_DATA TO EXAMINE_
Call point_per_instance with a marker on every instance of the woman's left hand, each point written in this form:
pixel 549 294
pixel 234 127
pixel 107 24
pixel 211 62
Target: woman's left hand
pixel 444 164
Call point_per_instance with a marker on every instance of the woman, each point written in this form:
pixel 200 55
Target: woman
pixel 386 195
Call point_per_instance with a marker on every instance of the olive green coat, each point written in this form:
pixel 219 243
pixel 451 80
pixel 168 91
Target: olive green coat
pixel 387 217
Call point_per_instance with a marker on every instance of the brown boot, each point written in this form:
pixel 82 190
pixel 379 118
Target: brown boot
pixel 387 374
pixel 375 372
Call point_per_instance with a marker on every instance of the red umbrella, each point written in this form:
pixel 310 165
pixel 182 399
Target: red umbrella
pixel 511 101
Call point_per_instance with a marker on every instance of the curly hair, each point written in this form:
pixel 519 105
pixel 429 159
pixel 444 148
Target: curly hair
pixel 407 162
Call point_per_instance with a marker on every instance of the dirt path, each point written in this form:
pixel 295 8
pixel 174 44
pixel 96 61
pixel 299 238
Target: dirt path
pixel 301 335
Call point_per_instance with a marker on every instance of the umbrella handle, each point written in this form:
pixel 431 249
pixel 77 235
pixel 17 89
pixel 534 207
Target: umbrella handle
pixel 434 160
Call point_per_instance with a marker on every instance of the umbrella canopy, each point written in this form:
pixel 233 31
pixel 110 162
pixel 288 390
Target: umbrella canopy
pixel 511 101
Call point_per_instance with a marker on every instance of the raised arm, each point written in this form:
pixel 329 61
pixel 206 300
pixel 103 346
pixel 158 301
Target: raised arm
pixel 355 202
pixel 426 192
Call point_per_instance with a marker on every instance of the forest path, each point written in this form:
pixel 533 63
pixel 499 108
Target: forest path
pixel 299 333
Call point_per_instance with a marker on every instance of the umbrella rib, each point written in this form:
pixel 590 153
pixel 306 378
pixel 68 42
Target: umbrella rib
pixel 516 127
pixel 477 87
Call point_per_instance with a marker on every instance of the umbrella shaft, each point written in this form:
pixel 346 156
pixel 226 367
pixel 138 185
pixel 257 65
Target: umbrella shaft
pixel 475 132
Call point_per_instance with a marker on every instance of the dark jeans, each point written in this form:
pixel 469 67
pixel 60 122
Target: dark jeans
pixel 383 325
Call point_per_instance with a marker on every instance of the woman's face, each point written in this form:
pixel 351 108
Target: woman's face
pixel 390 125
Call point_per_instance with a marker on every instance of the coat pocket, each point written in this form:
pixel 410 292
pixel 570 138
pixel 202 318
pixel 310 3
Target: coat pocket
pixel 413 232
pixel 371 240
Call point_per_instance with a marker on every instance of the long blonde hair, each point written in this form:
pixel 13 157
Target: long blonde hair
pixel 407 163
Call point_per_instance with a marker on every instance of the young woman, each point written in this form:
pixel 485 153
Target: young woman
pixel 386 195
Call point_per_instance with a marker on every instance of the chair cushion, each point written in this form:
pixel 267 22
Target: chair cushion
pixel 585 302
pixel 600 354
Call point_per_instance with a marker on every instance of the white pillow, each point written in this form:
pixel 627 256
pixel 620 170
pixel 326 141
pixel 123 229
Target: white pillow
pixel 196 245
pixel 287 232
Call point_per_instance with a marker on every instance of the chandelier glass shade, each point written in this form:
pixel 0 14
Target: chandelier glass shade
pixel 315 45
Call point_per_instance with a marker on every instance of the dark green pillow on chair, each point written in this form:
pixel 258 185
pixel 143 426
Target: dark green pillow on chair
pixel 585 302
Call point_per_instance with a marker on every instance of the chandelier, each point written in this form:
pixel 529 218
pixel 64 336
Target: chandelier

_TASK BRIEF_
Each record must be output exactly, with none omitted.

_RESULT_
Call point_per_instance with a marker on every instance of the woman's left hand, each point written in this form:
pixel 549 294
pixel 234 127
pixel 107 24
pixel 211 62
Target: woman's left hand
pixel 444 164
Call point_per_instance with a marker on every instance of the woman, each point written in this form:
pixel 200 55
Target: woman
pixel 386 195
Call point_per_instance with a marker on every instance of the olive green coat, each point written in this form:
pixel 219 243
pixel 451 80
pixel 168 91
Target: olive green coat
pixel 387 217
Call point_per_instance with a marker on every instance of the brown boot, each point written in this form:
pixel 82 190
pixel 379 118
Target: brown boot
pixel 387 374
pixel 375 372
Call point_per_instance with a marker on every instance of the red umbrella, each point written in this form:
pixel 310 165
pixel 182 399
Target: red umbrella
pixel 511 101
Call point_per_instance with a marker on every instance of the curly hair, each point written in this form:
pixel 519 105
pixel 429 159
pixel 444 148
Target: curly hair
pixel 407 162
Call point_per_instance with a marker on every instance of the dirt path, each point written in this form:
pixel 295 8
pixel 174 44
pixel 96 61
pixel 299 238
Target: dirt path
pixel 301 335
Call point_per_instance with a marker on every instance of the umbrella handle, each point written in this form:
pixel 431 249
pixel 77 235
pixel 17 89
pixel 534 207
Target: umbrella handle
pixel 434 160
Call point_per_instance with a marker on every instance of the umbrella canopy, each point written in this form:
pixel 233 31
pixel 110 162
pixel 288 390
Target: umbrella canopy
pixel 511 101
Call point_per_instance with a marker on every instance of the raised arm, each point written in this form:
pixel 329 61
pixel 206 300
pixel 103 346
pixel 158 301
Target: raised arm
pixel 355 202
pixel 426 192
Call point_per_instance with a marker on every instance of the forest path, each point written in this form:
pixel 533 63
pixel 499 108
Target: forest path
pixel 299 333
Call point_per_instance with a marker on every instance of the umbrella rib, each point written in this form:
pixel 590 153
pixel 306 378
pixel 68 42
Target: umbrella rib
pixel 516 127
pixel 477 87
Call point_per_instance with a marker on every instance of the umbrella shaft, each point written in this form:
pixel 346 156
pixel 226 367
pixel 138 185
pixel 257 65
Target: umbrella shaft
pixel 475 132
Call point_per_instance with a marker on every instance of the dark jeans, each point written in this form:
pixel 469 67
pixel 60 122
Target: dark jeans
pixel 383 325
Call point_per_instance with a marker on every instance of the woman's face, each point written in this form:
pixel 351 108
Target: woman's face
pixel 390 125
Call point_per_instance with a marker on every instance of the coat pocket, each point written in this form:
pixel 410 292
pixel 570 138
pixel 202 318
pixel 310 3
Target: coat pocket
pixel 413 232
pixel 371 240
Call point_per_instance with a marker on every instance of the long blonde hair, each point written in this form:
pixel 13 157
Target: long blonde hair
pixel 407 163
Call point_per_instance with a marker on every instance of the young woman, each point written in this form:
pixel 485 153
Target: young woman
pixel 386 195
Call point_per_instance with a marker on every instance of the chair cushion, each point written in this form:
pixel 267 22
Target: chair cushion
pixel 585 302
pixel 600 354
Call point_per_instance with a marker on every instance of the white pillow, each point written in this form:
pixel 627 256
pixel 620 170
pixel 326 141
pixel 123 229
Target: white pillow
pixel 196 245
pixel 287 232
Call point_per_instance with a marker on every instance of the chandelier glass shade, each point written in this form:
pixel 0 14
Target: chandelier glass shade
pixel 315 45
Call point_per_instance with a marker on every instance of the dark green pillow on chair, each point written in this form:
pixel 258 185
pixel 143 426
Target: dark green pillow on chair
pixel 585 302
Call point_per_instance with a marker on every instance of the chandelier, each point written in this form:
pixel 529 218
pixel 64 336
Target: chandelier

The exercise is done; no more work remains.